### EXERCISE INSTRUCTIONS
Using the records that appear below, write out exactly the lines from the one with "like x=139, y=76." through the one with "like x=1051, y=122.", keeping both end lines.

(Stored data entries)
________________
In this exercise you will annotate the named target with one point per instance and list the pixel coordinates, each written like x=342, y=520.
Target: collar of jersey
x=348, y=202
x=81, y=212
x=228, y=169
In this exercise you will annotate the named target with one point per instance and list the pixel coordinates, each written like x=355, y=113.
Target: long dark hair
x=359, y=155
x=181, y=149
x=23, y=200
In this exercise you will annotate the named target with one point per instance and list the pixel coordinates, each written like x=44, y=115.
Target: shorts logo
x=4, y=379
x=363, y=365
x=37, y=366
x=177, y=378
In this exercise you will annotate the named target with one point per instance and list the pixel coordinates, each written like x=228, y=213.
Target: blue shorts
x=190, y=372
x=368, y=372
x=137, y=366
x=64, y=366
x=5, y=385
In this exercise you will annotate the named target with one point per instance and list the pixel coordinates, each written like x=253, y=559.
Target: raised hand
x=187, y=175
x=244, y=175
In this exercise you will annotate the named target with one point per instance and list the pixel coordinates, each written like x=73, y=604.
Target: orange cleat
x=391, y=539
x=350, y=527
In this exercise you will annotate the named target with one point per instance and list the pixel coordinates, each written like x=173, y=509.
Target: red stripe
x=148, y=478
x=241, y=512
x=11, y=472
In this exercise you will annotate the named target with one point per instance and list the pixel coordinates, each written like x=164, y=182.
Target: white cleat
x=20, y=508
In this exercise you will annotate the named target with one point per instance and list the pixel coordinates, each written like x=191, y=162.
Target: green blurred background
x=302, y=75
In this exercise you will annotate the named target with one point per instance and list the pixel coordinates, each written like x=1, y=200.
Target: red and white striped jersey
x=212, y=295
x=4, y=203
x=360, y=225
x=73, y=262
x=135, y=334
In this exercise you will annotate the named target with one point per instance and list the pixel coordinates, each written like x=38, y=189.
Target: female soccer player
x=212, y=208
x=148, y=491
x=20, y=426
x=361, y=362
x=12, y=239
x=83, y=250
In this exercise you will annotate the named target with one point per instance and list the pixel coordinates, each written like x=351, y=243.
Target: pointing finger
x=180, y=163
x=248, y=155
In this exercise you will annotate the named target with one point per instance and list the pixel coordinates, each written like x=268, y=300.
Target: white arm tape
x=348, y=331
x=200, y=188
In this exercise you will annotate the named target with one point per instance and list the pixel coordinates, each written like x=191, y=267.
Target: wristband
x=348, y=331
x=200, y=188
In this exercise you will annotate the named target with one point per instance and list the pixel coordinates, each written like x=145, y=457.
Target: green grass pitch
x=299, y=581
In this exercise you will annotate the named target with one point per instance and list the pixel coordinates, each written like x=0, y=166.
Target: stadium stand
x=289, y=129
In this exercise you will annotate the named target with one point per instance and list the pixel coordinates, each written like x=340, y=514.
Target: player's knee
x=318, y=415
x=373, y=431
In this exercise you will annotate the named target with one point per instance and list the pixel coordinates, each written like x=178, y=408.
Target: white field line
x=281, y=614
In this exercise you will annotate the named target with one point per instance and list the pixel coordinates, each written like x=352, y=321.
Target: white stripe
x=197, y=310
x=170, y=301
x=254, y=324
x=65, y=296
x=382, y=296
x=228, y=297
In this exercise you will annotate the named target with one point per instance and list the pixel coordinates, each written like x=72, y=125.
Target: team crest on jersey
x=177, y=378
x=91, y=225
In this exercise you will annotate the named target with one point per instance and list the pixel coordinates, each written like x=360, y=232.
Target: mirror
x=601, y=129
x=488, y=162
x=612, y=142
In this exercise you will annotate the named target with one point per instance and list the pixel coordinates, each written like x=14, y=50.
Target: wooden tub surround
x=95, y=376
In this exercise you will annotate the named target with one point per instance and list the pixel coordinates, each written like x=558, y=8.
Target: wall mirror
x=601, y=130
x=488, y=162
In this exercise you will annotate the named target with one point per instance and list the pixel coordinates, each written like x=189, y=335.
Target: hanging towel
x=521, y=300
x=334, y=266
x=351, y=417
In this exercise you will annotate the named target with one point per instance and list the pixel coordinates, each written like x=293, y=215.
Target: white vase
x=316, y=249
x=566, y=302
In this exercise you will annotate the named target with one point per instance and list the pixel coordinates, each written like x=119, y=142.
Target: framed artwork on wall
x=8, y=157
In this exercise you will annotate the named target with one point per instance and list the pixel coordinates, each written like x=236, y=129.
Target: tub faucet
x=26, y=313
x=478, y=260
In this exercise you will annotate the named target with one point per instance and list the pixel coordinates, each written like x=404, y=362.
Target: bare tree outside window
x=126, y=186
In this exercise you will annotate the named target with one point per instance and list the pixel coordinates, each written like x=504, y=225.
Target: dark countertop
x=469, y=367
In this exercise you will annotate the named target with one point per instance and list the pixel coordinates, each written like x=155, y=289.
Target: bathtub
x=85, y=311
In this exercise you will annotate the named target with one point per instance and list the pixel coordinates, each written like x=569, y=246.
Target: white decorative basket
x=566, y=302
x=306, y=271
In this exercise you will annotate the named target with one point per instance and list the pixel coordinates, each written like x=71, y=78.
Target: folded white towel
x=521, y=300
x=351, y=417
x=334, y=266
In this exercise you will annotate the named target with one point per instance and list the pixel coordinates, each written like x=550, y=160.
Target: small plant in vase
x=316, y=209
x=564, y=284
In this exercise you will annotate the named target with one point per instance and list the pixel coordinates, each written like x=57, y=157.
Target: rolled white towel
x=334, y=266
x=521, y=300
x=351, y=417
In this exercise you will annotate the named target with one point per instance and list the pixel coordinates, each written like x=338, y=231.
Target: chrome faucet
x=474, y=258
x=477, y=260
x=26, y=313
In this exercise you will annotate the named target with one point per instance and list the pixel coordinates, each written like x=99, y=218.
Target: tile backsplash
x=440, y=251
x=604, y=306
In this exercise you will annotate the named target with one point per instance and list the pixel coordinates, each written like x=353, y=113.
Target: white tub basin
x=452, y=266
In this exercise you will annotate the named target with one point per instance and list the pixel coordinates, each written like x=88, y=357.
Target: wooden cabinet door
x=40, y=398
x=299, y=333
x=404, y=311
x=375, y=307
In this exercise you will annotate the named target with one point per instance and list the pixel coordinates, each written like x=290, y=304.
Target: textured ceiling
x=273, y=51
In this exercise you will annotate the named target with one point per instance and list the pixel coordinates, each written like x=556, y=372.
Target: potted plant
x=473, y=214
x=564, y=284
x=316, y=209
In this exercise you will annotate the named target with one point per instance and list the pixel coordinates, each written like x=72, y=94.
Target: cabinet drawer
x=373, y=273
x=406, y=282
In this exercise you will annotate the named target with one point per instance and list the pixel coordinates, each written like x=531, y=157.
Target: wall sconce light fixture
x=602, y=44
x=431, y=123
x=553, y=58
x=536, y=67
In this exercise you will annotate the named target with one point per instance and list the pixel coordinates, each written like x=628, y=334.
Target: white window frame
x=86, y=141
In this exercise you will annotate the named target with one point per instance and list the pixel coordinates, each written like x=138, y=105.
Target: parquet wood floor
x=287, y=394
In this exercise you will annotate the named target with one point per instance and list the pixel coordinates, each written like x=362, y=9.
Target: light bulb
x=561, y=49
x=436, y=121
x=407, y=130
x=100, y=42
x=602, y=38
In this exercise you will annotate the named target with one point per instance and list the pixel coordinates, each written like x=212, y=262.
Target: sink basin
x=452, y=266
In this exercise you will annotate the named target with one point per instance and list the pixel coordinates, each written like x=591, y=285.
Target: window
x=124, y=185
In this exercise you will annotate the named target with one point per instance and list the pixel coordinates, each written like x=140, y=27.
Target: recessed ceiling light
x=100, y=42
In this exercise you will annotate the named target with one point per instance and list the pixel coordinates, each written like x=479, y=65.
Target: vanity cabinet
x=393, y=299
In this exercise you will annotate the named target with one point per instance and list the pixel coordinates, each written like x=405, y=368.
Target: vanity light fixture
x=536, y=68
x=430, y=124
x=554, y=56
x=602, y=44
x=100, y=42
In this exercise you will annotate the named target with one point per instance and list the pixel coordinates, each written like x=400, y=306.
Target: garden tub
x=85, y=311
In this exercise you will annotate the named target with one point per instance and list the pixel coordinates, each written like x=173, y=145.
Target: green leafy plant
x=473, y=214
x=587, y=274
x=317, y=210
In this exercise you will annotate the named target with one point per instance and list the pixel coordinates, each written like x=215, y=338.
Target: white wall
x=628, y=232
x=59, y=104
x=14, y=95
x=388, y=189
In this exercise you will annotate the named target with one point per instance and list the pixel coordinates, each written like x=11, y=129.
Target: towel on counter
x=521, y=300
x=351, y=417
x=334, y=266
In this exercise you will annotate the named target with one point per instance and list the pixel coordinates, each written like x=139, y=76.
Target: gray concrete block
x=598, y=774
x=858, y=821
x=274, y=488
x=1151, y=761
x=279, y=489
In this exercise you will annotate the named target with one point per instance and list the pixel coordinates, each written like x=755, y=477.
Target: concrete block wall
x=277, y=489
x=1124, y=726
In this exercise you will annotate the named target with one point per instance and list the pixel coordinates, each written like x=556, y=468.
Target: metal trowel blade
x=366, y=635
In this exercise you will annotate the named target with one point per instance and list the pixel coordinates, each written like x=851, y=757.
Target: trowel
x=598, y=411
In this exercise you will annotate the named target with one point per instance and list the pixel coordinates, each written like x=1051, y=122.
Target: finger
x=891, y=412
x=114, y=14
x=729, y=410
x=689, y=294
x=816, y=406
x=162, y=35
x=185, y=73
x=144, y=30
________________
### ANSWER BOX
In this exercise you will annotate the named target with one point per instance and list the pixel coordinates, each written like x=139, y=76.
Target: gray concrete block
x=598, y=774
x=858, y=821
x=274, y=488
x=1151, y=761
x=279, y=489
In this exercise you will annotate the named target with one point per instance and list the pixel coordinates, each written like x=755, y=477.
Target: concrete block wall
x=277, y=489
x=1124, y=726
In this exercise you will annotate the named target with one point per instance and list the pixel coordinates, each written like x=556, y=468.
Target: metal trowel blade
x=366, y=635
In this exercise you will annotate the named target with one point per instance and list the pixel coordinates, each written like x=851, y=757.
Target: trowel
x=598, y=411
In this exercise you will annotate the named target with one point per instance and list the pixel coordinates, each written like x=1051, y=122.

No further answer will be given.